*How to complete this task:*
Search the data for "nose". Each line containing it is to be copied.

Referring expression pointing data:
※ ※ ※

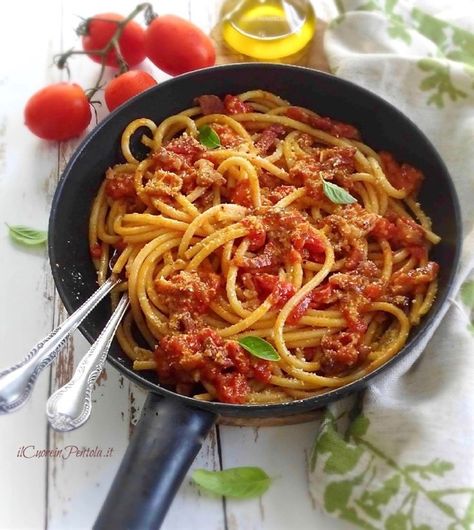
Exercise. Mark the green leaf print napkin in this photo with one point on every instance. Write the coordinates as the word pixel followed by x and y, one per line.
pixel 401 456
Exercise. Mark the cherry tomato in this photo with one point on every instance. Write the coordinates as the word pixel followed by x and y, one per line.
pixel 58 112
pixel 100 30
pixel 177 46
pixel 125 86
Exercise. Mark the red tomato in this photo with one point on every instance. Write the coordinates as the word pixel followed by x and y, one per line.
pixel 100 30
pixel 177 46
pixel 125 86
pixel 58 112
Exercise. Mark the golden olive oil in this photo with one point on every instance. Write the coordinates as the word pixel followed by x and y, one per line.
pixel 268 29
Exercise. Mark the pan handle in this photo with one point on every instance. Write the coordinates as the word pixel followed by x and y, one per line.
pixel 163 445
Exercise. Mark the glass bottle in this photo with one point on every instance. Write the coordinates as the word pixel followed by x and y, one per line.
pixel 267 29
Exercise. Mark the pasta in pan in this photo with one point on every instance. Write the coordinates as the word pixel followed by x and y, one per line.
pixel 252 218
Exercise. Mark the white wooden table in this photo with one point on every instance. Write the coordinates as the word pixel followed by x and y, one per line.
pixel 67 491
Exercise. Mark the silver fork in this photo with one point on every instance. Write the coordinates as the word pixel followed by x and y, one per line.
pixel 70 406
pixel 17 381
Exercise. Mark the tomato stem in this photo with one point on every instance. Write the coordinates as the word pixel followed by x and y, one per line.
pixel 113 44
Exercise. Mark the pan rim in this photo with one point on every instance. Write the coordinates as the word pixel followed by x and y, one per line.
pixel 288 407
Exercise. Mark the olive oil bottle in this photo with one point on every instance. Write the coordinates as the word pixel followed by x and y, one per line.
pixel 267 29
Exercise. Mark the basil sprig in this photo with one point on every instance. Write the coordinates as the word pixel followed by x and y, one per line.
pixel 25 235
pixel 238 482
pixel 336 194
pixel 208 137
pixel 259 347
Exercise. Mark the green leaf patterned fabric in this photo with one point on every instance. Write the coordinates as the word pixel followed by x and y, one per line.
pixel 400 456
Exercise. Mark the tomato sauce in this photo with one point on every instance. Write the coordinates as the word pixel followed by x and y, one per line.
pixel 401 176
pixel 120 186
pixel 204 357
pixel 334 127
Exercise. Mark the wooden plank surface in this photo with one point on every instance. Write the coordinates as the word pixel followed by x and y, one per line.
pixel 67 490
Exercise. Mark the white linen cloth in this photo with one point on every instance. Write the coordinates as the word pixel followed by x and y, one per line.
pixel 401 455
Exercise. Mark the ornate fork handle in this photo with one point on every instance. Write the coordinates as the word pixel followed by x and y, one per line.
pixel 16 382
pixel 70 406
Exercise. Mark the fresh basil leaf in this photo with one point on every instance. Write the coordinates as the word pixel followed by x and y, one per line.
pixel 209 137
pixel 26 235
pixel 467 293
pixel 239 482
pixel 259 347
pixel 337 194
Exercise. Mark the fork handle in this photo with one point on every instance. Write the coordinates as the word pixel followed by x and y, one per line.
pixel 17 381
pixel 70 406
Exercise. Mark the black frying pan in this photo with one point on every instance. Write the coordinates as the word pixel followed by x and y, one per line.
pixel 172 427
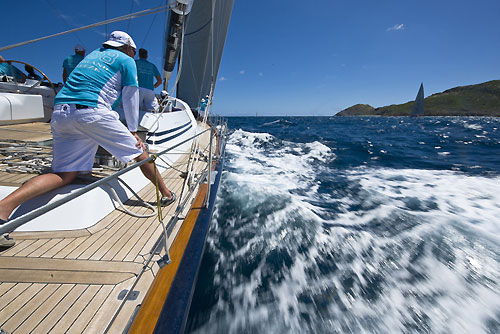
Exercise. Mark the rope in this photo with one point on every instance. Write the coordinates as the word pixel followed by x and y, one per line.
pixel 133 214
pixel 141 13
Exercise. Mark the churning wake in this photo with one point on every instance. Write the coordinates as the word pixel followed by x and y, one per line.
pixel 300 246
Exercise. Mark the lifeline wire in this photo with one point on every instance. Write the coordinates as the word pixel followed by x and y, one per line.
pixel 117 19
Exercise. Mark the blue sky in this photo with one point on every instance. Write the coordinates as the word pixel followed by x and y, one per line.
pixel 294 57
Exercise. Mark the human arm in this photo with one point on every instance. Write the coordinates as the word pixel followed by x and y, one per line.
pixel 130 102
pixel 158 81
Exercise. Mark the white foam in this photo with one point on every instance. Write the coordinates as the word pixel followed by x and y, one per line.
pixel 452 215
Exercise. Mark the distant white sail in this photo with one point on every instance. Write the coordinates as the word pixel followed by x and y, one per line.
pixel 418 107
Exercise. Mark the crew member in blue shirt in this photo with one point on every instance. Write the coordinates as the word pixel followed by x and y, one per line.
pixel 83 120
pixel 70 62
pixel 146 72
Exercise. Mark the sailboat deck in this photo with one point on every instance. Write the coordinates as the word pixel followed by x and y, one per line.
pixel 74 281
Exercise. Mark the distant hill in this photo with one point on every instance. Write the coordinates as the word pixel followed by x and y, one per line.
pixel 474 100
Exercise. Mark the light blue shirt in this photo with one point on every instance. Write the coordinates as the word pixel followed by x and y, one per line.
pixel 146 72
pixel 70 62
pixel 11 70
pixel 98 79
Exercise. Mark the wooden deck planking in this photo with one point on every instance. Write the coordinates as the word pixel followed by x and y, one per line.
pixel 89 305
pixel 69 247
pixel 13 306
pixel 59 310
pixel 153 229
pixel 4 287
pixel 41 313
pixel 108 308
pixel 57 248
pixel 47 245
pixel 15 290
pixel 30 307
pixel 76 309
pixel 90 309
pixel 32 247
pixel 123 317
pixel 18 247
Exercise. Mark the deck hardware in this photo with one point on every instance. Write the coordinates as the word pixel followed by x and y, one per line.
pixel 130 296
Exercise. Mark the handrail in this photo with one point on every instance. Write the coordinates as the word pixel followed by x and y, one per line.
pixel 15 223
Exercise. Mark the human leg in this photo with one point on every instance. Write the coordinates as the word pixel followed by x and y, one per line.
pixel 149 172
pixel 37 186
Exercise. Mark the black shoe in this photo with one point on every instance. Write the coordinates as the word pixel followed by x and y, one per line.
pixel 6 241
pixel 168 200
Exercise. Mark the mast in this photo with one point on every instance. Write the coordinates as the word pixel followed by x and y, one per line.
pixel 174 32
pixel 418 107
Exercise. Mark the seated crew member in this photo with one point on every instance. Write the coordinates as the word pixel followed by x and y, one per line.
pixel 146 72
pixel 70 62
pixel 31 73
pixel 83 120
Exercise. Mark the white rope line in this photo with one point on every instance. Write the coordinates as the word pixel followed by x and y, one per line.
pixel 117 19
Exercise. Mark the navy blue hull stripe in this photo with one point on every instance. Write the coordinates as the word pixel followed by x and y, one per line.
pixel 169 138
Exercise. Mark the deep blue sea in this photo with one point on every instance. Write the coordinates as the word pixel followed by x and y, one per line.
pixel 354 225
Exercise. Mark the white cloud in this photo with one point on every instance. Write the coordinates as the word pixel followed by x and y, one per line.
pixel 396 27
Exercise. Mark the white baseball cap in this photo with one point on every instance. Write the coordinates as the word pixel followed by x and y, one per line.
pixel 79 47
pixel 119 38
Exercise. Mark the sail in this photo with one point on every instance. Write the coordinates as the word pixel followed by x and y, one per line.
pixel 418 107
pixel 204 38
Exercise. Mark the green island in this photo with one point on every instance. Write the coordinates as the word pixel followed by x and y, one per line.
pixel 473 100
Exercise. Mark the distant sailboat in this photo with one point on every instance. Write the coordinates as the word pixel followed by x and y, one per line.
pixel 418 107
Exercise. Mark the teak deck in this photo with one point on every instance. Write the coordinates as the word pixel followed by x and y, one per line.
pixel 74 281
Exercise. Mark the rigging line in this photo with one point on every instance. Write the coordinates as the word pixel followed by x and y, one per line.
pixel 62 17
pixel 117 19
pixel 130 11
pixel 106 16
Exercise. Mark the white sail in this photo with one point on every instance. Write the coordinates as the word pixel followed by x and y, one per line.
pixel 204 39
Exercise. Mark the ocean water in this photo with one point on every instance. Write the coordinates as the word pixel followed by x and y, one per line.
pixel 354 225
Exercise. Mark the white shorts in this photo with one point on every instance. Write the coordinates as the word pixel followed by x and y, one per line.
pixel 77 133
pixel 147 100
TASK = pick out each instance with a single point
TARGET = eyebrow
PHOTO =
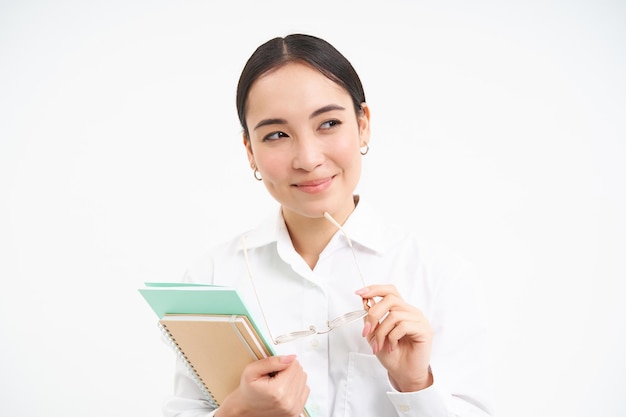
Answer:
(278, 121)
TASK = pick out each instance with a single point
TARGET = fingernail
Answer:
(375, 347)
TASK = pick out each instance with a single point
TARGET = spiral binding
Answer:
(188, 365)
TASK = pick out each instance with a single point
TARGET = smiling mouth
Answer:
(315, 184)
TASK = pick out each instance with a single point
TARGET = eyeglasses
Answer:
(331, 324)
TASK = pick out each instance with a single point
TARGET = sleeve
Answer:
(188, 400)
(461, 359)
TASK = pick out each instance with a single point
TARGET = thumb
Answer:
(270, 366)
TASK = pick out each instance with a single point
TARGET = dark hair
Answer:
(307, 49)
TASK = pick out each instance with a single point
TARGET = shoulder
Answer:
(227, 257)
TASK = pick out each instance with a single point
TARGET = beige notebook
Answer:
(216, 349)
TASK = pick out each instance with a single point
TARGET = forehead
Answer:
(294, 86)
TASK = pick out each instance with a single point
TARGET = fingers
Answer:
(268, 367)
(276, 385)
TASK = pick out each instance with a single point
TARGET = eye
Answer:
(274, 136)
(330, 124)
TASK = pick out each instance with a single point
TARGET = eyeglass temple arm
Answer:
(367, 302)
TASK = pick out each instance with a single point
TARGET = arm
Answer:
(438, 366)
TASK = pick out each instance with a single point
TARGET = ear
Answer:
(364, 125)
(248, 146)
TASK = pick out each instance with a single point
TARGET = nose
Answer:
(308, 153)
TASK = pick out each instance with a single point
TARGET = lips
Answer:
(315, 186)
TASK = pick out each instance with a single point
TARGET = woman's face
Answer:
(305, 140)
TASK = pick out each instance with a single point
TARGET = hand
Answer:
(274, 386)
(400, 336)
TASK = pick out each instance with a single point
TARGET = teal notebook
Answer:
(171, 298)
(192, 317)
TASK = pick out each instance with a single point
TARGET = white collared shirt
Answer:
(345, 378)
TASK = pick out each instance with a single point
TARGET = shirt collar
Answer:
(364, 228)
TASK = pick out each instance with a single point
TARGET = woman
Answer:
(420, 349)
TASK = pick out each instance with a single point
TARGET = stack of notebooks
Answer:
(211, 329)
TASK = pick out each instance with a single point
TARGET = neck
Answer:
(311, 235)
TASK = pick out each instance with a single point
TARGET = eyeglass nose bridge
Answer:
(330, 325)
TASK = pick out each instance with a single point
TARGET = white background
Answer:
(498, 130)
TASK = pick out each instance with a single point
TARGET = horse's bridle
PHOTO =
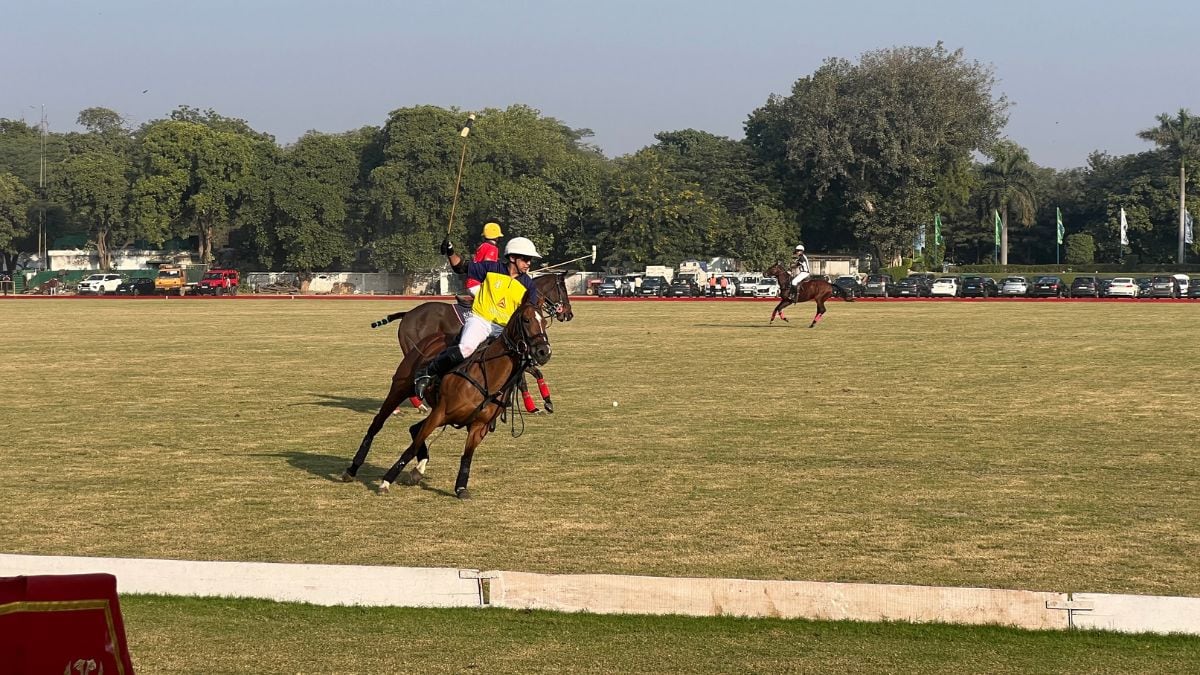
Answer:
(525, 345)
(553, 310)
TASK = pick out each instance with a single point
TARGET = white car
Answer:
(1122, 287)
(767, 288)
(749, 285)
(99, 284)
(1014, 286)
(945, 286)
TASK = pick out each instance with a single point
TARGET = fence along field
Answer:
(1041, 447)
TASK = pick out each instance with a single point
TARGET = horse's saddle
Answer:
(462, 308)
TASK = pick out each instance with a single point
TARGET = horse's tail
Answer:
(388, 320)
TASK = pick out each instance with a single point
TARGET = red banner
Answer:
(69, 625)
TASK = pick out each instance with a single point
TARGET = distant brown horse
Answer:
(472, 395)
(817, 290)
(432, 317)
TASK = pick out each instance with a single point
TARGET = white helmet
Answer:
(521, 246)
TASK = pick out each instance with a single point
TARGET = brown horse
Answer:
(432, 317)
(472, 395)
(817, 290)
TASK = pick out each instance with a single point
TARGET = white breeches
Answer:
(474, 332)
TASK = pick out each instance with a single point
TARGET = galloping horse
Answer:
(442, 317)
(472, 395)
(817, 290)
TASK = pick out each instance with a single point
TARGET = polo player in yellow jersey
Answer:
(502, 287)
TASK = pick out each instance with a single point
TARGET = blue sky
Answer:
(1083, 76)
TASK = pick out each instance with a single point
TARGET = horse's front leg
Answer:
(420, 431)
(400, 388)
(526, 396)
(475, 434)
(779, 310)
(543, 388)
(820, 312)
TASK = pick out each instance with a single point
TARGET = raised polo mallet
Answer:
(462, 159)
(593, 256)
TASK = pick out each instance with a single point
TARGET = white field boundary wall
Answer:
(607, 593)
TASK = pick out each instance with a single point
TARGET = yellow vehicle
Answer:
(171, 280)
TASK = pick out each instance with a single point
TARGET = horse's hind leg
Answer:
(390, 404)
(475, 434)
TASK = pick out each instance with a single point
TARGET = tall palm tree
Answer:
(1008, 183)
(1181, 138)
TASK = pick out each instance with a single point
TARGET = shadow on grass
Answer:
(357, 405)
(763, 324)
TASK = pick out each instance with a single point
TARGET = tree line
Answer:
(857, 159)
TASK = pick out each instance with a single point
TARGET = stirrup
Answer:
(421, 382)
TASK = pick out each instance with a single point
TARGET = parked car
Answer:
(730, 288)
(851, 285)
(1014, 287)
(653, 287)
(1122, 287)
(945, 287)
(683, 288)
(136, 286)
(610, 287)
(99, 284)
(748, 286)
(1164, 287)
(767, 287)
(1048, 287)
(911, 287)
(219, 282)
(877, 286)
(1084, 287)
(1185, 284)
(978, 287)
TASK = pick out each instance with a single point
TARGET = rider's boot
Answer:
(442, 364)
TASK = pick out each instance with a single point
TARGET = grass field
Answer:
(214, 635)
(1041, 446)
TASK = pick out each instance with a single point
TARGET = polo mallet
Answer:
(462, 159)
(593, 256)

※ ※ ※

*Written answer:*
TARGET = nose
TARGET = eyeglass nose bridge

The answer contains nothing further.